_To do_: Return each line in the items below that contains the word "photo", copied verbatim, one per line.

START Entries provided

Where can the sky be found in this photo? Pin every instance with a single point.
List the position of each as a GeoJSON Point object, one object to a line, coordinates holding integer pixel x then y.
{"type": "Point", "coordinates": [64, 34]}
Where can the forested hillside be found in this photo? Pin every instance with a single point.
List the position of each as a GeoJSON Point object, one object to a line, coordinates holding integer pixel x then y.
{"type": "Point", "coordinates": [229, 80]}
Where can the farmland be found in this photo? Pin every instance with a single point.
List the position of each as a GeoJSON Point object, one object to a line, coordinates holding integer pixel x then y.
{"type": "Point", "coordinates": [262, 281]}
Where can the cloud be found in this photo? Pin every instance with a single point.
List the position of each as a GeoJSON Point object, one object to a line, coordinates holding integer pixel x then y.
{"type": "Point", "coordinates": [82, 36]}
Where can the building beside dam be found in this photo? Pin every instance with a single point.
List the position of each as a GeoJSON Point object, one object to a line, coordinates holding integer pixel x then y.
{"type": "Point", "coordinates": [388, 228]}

END Entries provided
START Entries provided

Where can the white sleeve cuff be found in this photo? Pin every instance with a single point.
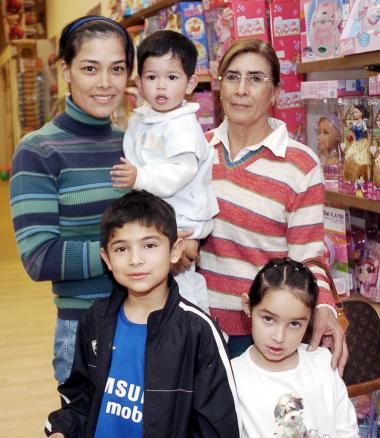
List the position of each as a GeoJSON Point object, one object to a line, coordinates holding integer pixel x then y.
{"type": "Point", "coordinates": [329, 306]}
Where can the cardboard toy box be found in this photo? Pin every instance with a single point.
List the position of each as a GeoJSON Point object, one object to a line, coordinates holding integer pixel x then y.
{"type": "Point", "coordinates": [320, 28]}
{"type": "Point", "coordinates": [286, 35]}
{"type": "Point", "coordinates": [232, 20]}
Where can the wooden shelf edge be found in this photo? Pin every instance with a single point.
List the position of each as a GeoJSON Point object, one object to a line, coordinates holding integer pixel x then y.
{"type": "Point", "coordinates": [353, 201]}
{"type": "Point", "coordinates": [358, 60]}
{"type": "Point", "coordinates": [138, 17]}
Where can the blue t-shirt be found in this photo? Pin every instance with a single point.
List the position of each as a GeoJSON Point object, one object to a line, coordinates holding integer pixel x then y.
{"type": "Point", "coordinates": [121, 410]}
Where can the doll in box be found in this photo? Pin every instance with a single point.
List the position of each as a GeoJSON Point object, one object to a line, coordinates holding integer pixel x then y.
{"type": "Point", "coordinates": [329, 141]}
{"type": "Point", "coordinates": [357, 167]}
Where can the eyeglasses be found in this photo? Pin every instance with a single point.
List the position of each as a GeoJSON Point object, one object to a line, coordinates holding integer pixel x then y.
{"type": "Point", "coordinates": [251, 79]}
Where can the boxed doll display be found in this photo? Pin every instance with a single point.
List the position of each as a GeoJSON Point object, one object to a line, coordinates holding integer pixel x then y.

END Entries provided

_Output for this exercise_:
Where can the sky be found in this photo? Pin every instance with a single point.
Where can the forested hillside be found in this photo? Pin every instance with a single point.
Where can the farmland be found in this photo? Pin every instance with a single point.
Where can the cloud be found in this photo? Pin every instance with a single point.
Where can the building beside dam be found in this photo? Pin every instance with a single point.
Where can the white sleeve cuff be found in this photo? Pin every instance with a single point.
Where can the cardboard toy box be found in this photo? Pin every instance with a single point.
Where can the wooden shelf edge be found in this photo? Pin every instance with a single point.
Where can the blue t-shirt be found in this photo? Pin every instance with a single point.
Where can the doll in box be found in this photo? Pin every instance with a single point.
Where can the eyeglasses be found in this photo? Pin every instance with a single point.
Where can the boxed doll display be found in this photo? Pin every instance with a single point.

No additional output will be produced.